Planning-horizon curve (worked example)

The “Planning Horizon” metric is operationalised by wmel.experiments.horizon_sweep. Running it on the maze toy environment with TabularWorldModelPlanner produces a textbook curve - per-call planning latency grows monotonically with horizon, success rate plateaus, and beyond the plateau steps-to-success starts to degrade because the planner over-commits before replanning:

horizon sweep

Horizon sweep: tabular-world-model
  plan_h |   success |          95% CI |   steps | latency_ms |       95% CI (ms)
  -------------------------------------------------------------------------------
       5 |     0.000 | [0.00, 0.11]   |     n/a |      0.882 | [0.87, 0.89]
      10 |     0.900 | [0.74, 0.97]   |    31.3 |      1.588 | [1.56, 1.62]
      15 |     1.000 | [0.89, 1.00]   |    30.5 |      2.393 | [2.34, 2.44]
      20 |     1.000 | [0.89, 1.00]   |    33.8 |      3.085 | [3.08, 3.09]
      30 |     1.000 | [0.89, 1.00]   |    41.8 |      4.579 | [4.55, 4.60]

Reading the curve:

plan_h=5 is too shallow to find a solution. Success is 0 percent.

■ ■ ■

## What is needed
Translate this sentence from the planning-horizon worked example into German: "plan_h=5 is too shallow to find a solution." The records have nothing to do with this text.

## Extracted records
■ ■ ■

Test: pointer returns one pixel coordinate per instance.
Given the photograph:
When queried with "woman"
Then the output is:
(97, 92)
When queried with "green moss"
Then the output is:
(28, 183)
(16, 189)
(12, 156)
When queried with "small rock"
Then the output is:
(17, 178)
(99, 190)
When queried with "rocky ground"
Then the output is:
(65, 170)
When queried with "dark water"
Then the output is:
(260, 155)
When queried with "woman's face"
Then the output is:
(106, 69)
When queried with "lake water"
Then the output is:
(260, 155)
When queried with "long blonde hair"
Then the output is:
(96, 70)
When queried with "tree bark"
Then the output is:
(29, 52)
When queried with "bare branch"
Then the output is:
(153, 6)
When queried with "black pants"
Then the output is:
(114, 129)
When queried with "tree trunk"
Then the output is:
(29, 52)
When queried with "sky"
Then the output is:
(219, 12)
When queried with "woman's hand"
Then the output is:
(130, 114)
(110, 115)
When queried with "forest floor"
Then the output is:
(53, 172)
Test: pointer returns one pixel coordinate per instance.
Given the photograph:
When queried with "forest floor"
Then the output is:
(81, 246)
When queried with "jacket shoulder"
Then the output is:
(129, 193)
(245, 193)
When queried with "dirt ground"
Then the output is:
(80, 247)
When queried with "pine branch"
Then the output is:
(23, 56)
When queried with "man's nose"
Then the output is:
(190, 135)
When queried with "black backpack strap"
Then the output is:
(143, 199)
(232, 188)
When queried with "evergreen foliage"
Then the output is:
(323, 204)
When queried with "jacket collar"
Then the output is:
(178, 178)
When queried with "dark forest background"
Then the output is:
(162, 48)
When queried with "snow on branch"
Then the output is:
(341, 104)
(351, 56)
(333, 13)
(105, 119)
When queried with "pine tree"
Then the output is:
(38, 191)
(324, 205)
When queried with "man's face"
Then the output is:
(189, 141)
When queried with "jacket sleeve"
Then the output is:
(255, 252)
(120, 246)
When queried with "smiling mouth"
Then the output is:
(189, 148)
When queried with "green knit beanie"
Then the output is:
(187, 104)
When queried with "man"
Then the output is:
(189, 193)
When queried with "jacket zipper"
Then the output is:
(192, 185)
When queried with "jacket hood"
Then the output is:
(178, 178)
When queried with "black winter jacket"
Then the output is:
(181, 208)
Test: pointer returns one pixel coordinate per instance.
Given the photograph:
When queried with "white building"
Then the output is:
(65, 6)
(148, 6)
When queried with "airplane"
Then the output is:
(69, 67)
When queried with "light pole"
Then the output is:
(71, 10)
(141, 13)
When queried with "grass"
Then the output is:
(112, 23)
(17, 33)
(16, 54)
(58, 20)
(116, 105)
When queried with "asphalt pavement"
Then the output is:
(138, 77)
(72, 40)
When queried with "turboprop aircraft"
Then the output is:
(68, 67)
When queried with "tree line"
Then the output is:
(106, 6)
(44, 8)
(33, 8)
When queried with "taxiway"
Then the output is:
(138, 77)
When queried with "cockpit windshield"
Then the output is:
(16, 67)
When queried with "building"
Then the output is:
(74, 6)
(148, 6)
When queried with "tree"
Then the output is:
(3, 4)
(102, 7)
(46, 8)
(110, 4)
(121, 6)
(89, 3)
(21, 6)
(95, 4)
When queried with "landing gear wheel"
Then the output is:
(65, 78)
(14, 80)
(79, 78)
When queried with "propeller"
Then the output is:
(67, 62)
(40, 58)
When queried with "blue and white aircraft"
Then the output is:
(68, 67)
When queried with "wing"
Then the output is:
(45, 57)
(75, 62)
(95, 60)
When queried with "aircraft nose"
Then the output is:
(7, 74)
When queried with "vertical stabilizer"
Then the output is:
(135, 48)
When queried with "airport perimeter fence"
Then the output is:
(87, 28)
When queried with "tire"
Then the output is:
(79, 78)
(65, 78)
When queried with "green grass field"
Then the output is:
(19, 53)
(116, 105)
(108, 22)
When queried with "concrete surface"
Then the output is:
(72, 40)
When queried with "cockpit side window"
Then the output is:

■ ■ ■

## Written response
plan_h=5 ist zu flach, um eine Lösung zu finden.